■ YOUR OBJECTIVE ■
In the entries, find all lines that hold the word "handle" and copy them.

Segment Start: PROVIDED DATA

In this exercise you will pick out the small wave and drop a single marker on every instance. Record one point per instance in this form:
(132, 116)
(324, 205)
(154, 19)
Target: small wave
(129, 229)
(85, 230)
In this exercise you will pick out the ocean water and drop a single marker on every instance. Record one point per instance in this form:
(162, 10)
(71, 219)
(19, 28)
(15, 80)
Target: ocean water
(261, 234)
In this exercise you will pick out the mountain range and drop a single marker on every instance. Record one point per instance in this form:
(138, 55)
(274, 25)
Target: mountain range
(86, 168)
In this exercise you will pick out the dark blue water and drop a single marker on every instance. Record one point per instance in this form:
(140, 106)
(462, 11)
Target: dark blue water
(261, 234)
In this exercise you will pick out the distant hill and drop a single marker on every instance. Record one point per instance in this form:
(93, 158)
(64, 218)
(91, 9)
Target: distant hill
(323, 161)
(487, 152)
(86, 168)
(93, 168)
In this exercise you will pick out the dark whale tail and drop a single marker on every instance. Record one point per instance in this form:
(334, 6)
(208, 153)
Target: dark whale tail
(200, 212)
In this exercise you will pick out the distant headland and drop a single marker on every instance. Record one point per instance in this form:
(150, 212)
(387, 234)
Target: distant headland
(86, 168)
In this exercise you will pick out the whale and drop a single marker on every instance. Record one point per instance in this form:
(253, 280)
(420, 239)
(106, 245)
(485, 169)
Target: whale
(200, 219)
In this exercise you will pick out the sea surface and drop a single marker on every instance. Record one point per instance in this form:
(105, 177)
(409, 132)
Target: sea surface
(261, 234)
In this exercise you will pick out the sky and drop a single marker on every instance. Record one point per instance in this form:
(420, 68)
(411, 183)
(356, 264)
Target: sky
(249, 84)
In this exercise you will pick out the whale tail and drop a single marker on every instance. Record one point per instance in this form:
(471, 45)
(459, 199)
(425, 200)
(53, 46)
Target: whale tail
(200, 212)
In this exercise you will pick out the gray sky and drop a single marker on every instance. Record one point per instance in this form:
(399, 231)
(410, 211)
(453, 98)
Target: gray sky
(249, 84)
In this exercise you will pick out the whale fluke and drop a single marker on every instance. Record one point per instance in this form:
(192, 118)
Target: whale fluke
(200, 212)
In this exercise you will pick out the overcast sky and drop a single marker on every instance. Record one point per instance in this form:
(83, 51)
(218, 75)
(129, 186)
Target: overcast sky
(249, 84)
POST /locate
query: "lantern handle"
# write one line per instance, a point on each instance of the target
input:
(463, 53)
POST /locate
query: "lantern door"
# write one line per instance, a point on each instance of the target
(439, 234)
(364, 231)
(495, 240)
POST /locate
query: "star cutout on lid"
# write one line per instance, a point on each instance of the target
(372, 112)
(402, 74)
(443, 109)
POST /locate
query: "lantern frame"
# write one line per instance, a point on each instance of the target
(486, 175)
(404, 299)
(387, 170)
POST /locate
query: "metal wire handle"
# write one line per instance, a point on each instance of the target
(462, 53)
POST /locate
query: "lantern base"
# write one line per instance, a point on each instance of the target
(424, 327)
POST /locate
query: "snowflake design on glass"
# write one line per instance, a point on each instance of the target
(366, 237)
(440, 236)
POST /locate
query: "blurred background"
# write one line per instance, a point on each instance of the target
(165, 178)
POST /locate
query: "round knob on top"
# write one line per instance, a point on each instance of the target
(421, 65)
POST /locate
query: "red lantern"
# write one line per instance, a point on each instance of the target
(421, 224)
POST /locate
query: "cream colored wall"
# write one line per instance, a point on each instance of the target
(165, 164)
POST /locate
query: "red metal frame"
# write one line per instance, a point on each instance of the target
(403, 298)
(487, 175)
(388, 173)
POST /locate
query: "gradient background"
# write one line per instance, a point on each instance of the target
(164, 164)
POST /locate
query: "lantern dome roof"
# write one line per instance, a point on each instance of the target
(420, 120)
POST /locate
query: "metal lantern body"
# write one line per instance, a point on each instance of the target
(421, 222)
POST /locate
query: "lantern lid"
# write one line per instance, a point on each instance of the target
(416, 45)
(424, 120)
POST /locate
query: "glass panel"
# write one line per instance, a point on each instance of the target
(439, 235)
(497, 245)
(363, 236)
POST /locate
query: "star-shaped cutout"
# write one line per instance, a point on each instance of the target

Segment End: PROVIDED DATA

■ EXPECTED ANSWER ■
query: "lantern handle"
query: "metal wire handle"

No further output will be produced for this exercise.